_Directives_.
**1)** Name each kind of writing that the article on 38 East 63rd Street says Mrs. Ann S. Stephens was known for authoring.
**2)** Retype the passage of the article on 38 East 63rd Street from "Friday, January 3, 2020" to "under $350,000 today.".

Friday, January 3, 2020

The Carolina and John Greenough House - 38 East 63rd Street

Architect F. S. Barus designed an 18-foot wide, four-story brownstone house for developer Francis Crawford in 1880.  Although the title to the property, completed the following year, was put in the name of his wife, Margaret, the project was purely speculative.  In June 1881 the pair sold the high-stoop house to Ann Sophia Stephens for $31,750, or just under $350,000 today.

The widow was known nationally as Mrs. Ann S. Stephens, the author of dime novels, poems and short stories.  As a matter of fact, the term "dime novel" had originated with Ann's 1860 Indian Wife of The White Hunter.   When she purchased the new house in June Manhattan society was away for the summer.  But on January 29, 1882 the Memphis Daily Appeal reported "Mrs. Ann S. Stephens, the venerable novelist, opened her new home at 38 East Sixty-third street, New York, a few nights ago with a literary reception."

Ann S. Stephen's plots were thrilling, the main character often a female.

_Dataset records_.
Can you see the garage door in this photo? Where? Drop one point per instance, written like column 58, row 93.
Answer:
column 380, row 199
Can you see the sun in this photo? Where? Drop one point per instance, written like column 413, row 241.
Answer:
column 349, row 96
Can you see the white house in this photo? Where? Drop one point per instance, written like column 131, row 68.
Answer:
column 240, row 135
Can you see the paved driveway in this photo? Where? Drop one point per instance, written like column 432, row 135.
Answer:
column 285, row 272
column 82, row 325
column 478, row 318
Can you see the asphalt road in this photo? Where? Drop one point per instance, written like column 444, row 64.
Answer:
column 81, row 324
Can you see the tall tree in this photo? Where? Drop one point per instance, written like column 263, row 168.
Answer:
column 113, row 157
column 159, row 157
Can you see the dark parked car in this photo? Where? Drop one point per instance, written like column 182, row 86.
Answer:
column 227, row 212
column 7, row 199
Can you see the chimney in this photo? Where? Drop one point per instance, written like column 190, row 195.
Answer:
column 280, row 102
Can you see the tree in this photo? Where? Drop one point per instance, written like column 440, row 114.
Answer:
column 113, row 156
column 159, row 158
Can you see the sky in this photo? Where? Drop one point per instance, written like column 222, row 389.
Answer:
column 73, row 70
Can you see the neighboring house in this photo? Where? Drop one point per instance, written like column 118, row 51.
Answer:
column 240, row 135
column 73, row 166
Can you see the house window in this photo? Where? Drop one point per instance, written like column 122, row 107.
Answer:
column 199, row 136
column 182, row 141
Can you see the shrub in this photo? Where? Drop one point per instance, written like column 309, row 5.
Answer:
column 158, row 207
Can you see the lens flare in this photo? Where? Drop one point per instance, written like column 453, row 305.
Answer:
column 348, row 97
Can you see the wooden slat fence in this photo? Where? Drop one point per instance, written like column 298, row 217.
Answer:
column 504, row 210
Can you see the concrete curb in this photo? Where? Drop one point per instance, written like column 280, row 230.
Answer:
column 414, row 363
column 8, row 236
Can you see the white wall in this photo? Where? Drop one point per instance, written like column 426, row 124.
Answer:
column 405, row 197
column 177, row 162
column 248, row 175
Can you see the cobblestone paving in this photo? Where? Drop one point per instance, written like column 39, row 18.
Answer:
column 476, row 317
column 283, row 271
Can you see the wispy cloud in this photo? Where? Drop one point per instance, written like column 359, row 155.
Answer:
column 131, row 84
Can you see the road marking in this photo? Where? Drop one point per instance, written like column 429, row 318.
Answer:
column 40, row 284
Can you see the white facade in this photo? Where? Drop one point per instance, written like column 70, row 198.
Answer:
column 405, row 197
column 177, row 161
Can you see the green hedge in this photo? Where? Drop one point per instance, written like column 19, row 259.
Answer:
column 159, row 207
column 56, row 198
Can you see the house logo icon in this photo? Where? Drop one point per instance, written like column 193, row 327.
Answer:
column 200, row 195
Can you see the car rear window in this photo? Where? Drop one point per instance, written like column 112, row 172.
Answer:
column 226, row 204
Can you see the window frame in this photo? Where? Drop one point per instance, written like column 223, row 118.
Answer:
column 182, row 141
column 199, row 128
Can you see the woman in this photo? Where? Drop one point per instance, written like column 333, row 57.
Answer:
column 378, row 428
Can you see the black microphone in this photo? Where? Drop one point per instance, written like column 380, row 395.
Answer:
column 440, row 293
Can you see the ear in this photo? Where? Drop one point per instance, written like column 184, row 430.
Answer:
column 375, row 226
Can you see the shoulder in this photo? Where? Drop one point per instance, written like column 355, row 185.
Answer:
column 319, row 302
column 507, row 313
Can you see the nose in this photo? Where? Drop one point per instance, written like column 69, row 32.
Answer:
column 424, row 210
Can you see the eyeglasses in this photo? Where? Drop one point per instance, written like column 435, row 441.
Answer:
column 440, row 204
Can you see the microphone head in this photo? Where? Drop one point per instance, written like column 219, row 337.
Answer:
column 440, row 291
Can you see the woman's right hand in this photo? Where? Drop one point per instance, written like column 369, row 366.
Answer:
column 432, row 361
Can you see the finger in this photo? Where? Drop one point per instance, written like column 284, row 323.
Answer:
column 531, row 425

_Results in order_.
**1)**
- Dime novels
- Poems
- Short stories

**2)**
Friday, January 3, 2020

The Carolina and John Greenough House - 38 East 63rd Street

Architect F. S. Barus designed an 18-foot wide, four-story brownstone house for developer Francis Crawford in 1880.  Although the title to the property, completed the following year, was put in the name of his wife, Margaret, the project was purely speculative.  In June 1881 the pair sold the high-stoop house to Ann Sophia Stephens for $31,750, or just under $350,000 today.